[Document text start]
Want to be a good conversationalist when people start talking about the Cold War? Here are the terms you need to know.
Appeasement: a diplomatic policy aimed at granting concessions to potential enemies to avoid war; generally considered a synonym for weakness.
Article 51 of the UN Charter: allows for collective self-defense through regional organizations to be created outside the UN but within the principles of the charter. Enabled regional organizations to escape Russian vetoes in the security council.
Article III of the Atlantic Charter: after the end of World War II, all peoples should have the right to choose the form of government under which they will live.
Article IV of the Atlantic Charter: all states should enjoy access, on equal terms, to the trade and to the raw materials of the world which are needed for economic prosperity.
Atlantic Charter: a joint declaration issued at the Atlantic Conference on August 14, 1941. The conference took place on warships off the coast of Newfoundland and was attended by Prime Minister Winston Churchill of Great Britain and US President Franklin D. Roosevelt. The document detailed the goals and aims of the Allied powers concerning the war and the post-war world. It had eight principle points:
• no territorial gains were to be sought by the United States or the United Kingdom;
• territorial adjustments must be in accord with the wishes of the peoples concerned;
• all peoples had a right to self-determination;
• trade barriers were to be lowered; with respect to international trade, both “victor [and] vanquished” would be given market access “on equal terms;”
• there was to be global economic cooperation and advancement of social welfare;
• the participants would work for a world free of want and fear;
• the participants would work for freedom of the seas;
• there was to be disarmament of aggressor nations, and a postwar common disarmament.
[Document text end]
[Data section start]
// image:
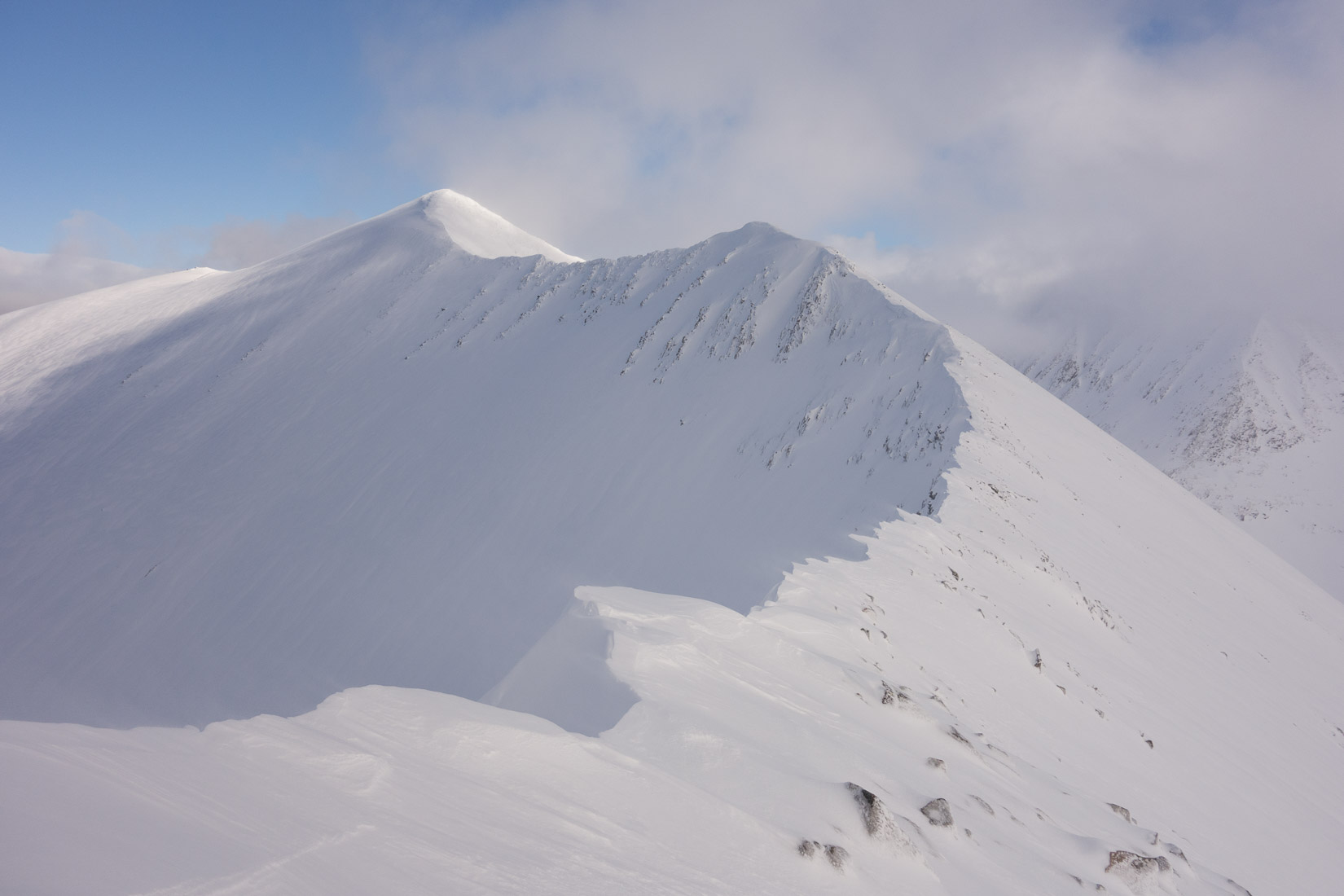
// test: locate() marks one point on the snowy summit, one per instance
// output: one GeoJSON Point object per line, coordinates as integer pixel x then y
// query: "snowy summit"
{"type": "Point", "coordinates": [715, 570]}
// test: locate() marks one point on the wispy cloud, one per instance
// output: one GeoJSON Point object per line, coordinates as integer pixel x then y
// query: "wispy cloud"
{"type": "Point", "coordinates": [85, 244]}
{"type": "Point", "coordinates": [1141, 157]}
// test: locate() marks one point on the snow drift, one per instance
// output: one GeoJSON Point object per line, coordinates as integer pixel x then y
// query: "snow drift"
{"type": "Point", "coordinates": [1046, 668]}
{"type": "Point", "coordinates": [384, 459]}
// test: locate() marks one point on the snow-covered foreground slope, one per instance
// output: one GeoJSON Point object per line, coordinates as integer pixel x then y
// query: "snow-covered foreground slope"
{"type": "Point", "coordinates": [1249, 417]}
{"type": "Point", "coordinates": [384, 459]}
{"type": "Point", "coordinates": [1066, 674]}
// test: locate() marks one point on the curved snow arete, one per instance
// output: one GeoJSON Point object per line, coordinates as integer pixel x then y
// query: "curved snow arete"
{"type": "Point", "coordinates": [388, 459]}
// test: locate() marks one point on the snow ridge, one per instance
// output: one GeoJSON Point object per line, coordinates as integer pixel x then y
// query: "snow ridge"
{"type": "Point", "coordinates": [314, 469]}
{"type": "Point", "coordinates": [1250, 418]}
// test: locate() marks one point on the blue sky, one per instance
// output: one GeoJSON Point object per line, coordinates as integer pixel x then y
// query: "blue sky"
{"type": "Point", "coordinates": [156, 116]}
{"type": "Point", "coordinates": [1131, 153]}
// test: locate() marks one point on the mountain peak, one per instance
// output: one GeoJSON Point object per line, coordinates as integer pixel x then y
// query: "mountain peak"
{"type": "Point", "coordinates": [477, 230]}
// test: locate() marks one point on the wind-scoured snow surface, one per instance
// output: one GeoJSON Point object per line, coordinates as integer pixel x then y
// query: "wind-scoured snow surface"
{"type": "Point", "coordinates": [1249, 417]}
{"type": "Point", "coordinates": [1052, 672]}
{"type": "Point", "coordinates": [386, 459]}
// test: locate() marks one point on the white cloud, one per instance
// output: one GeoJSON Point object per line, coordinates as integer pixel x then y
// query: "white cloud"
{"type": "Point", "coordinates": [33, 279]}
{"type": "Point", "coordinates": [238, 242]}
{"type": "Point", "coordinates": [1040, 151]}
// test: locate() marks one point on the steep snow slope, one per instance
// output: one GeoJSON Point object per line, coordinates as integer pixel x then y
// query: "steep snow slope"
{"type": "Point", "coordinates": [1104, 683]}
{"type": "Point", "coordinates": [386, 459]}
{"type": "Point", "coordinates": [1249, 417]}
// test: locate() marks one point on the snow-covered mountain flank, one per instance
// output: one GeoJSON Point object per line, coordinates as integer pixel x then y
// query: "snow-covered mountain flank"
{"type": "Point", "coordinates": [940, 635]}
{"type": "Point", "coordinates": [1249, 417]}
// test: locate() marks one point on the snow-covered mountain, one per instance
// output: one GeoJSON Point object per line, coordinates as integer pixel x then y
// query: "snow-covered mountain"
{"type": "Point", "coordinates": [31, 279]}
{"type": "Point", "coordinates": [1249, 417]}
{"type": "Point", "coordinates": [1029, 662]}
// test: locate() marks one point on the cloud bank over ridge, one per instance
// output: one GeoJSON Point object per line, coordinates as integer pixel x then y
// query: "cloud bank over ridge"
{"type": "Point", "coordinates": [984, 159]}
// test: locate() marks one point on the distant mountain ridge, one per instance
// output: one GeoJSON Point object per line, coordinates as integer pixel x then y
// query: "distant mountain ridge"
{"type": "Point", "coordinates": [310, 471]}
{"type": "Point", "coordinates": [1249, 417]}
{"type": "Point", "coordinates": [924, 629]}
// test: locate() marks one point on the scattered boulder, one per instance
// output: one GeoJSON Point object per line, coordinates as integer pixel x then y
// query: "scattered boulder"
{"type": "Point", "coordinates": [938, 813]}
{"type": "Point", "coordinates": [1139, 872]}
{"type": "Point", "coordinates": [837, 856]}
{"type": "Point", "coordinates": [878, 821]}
[Data section end]
▶ Task instructions:
1) List every term that the Cold War glossary defines.
2) Quote the Cold War glossary, starting with "Want to be a" and going on through "the security council.".

▶ Results:
1)
Appeasement
Article 51 of the UN Charter
Article III of the Atlantic Charter
Article IV of the Atlantic Charter
Atlantic Charter

2)
Want to be a good conversationalist when people start talking about the Cold War? Here are the terms you need to know.
Appeasement: a diplomatic policy aimed at granting concessions to potential enemies to avoid war; generally considered a synonym for weakness.
Article 51 of the UN Charter: allows for collective self-defense through regional organizations to be created outside the UN but within the principles of the charter. Enabled regional organizations to escape Russian vetoes in the security council.